Document segment Start Marker

# happy birthday, suzanne



## katbalou (Nov 21, 2001)

happy, happy birthday!!!!:bounce: :bounce: :bounce: 
kat


----------



## momoreg (Mar 4, 2000)

Ooh goody, a reason to go out to dinner! Have a great day, Suzanne!


----------



## cape chef (Jul 31, 2000)

HAPPY BIRTHDAY SUZANNE!!!!!

Is it Baylus for chow?
cc


----------



## pete (Oct 7, 2001)

Happy Birthday!!!! Hope you have a wonderful, stress-free day. What are the plans? Party? Dinner? Or just an evening, chillin' at home?


----------



## shroomgirl (Aug 11, 2000)

Happy Birthday Suzanne!!!! Remember we love eating vicariously.


----------



## chrose (Nov 20, 2000)

Suzanne?!?!? You too!!!! Boy this time of year is just full of great birthdays ehh?
Sorry I don't have anything clever to write, read it in my next article  I hope it's a wonderful birthday full of good feelings and it's only one of many, many more.


----------



## nick (Oct 19, 2002)

Suzanne, You didn't tell me. Happy Birthday! :bounce:


----------



## leo r. (Nov 10, 2001)

Happy Birthday Suzanne,i hope you have a marvellous day,Leo.


----------



## nancya (Apr 30, 2001)

Well....happy, happy birthday!!! I assume that you are neither old nor grown up either!

Hope you had a wonderful day!!!


----------



## panini (Jul 28, 2001)

Suzanne,
I toast you!
Happy Birthday.
Jeff
33?


----------



## chefsoundar (Jan 4, 2003)

Document segment End Marker
Extracted material Start Marker

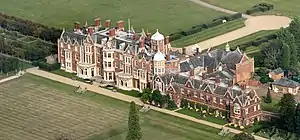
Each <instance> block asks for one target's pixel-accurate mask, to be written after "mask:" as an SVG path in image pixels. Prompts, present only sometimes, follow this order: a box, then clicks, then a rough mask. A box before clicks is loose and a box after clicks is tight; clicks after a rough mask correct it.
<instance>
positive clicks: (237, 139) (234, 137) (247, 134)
mask: <svg viewBox="0 0 300 140" xmlns="http://www.w3.org/2000/svg"><path fill="white" fill-rule="evenodd" d="M232 140H255V138H254V136H252V135H251V134H248V133H245V132H242V133H239V134H236V135H234V137H233V138H232Z"/></svg>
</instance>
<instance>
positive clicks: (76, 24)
mask: <svg viewBox="0 0 300 140" xmlns="http://www.w3.org/2000/svg"><path fill="white" fill-rule="evenodd" d="M74 29H76V30H80V23H79V22H75V23H74Z"/></svg>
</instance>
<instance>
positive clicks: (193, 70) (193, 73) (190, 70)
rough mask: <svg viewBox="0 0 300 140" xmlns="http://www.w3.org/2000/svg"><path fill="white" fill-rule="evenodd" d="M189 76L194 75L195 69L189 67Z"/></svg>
mask: <svg viewBox="0 0 300 140" xmlns="http://www.w3.org/2000/svg"><path fill="white" fill-rule="evenodd" d="M190 76H191V77H192V76H195V69H191V70H190Z"/></svg>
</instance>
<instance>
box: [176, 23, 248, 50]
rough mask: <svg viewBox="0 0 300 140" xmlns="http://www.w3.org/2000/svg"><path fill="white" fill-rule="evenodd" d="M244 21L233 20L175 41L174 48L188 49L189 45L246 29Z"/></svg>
mask: <svg viewBox="0 0 300 140" xmlns="http://www.w3.org/2000/svg"><path fill="white" fill-rule="evenodd" d="M244 26H245V24H244V20H243V19H238V20H233V21H230V22H227V23H224V24H221V25H218V26H215V27H212V28H208V29H205V30H203V31H201V32H199V33H196V34H193V35H190V36H186V37H183V38H181V39H178V40H175V41H172V42H171V45H172V47H175V48H182V47H186V46H189V45H193V44H196V43H199V42H201V41H204V40H207V39H210V38H213V37H216V36H219V35H222V34H225V33H228V32H230V31H233V30H236V29H239V28H242V27H244Z"/></svg>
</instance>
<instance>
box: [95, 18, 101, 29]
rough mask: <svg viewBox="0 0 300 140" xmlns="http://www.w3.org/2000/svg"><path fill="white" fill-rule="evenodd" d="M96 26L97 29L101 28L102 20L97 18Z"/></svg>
mask: <svg viewBox="0 0 300 140" xmlns="http://www.w3.org/2000/svg"><path fill="white" fill-rule="evenodd" d="M94 26H95V27H100V26H101V20H100V18H96V19H95V20H94Z"/></svg>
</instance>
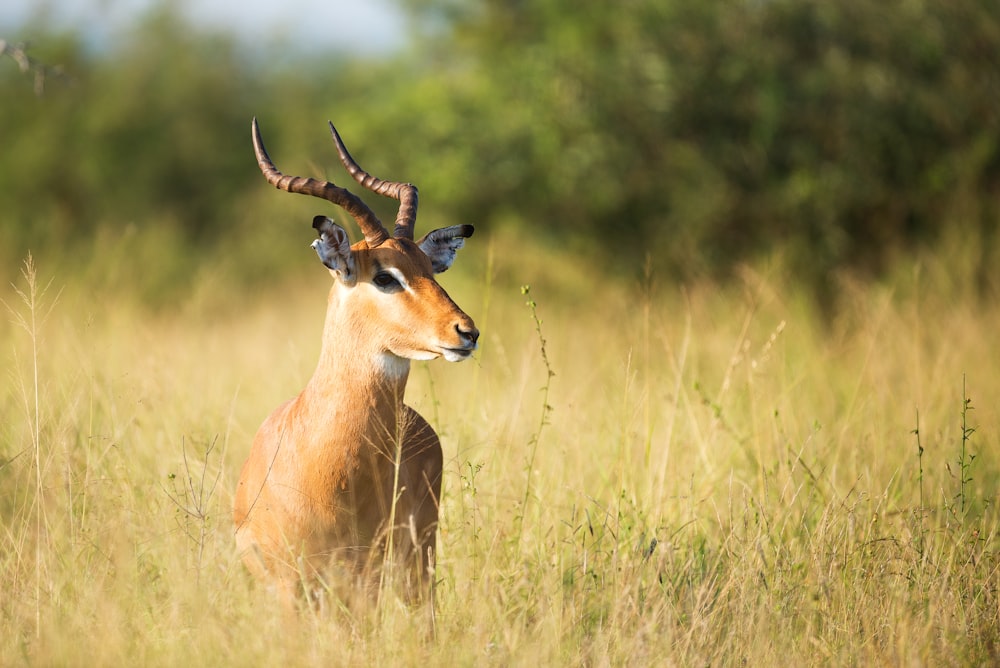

Extracted material End Marker

Which usernames in the birthday thread have a date from 2001 beside them? The records have nothing to do with the birthday thread.

katbalou (Nov 21, 2001)
pete (Oct 7, 2001)
leo r. (Nov 10, 2001)
nancya (Apr 30, 2001)
panini (Jul 28, 2001)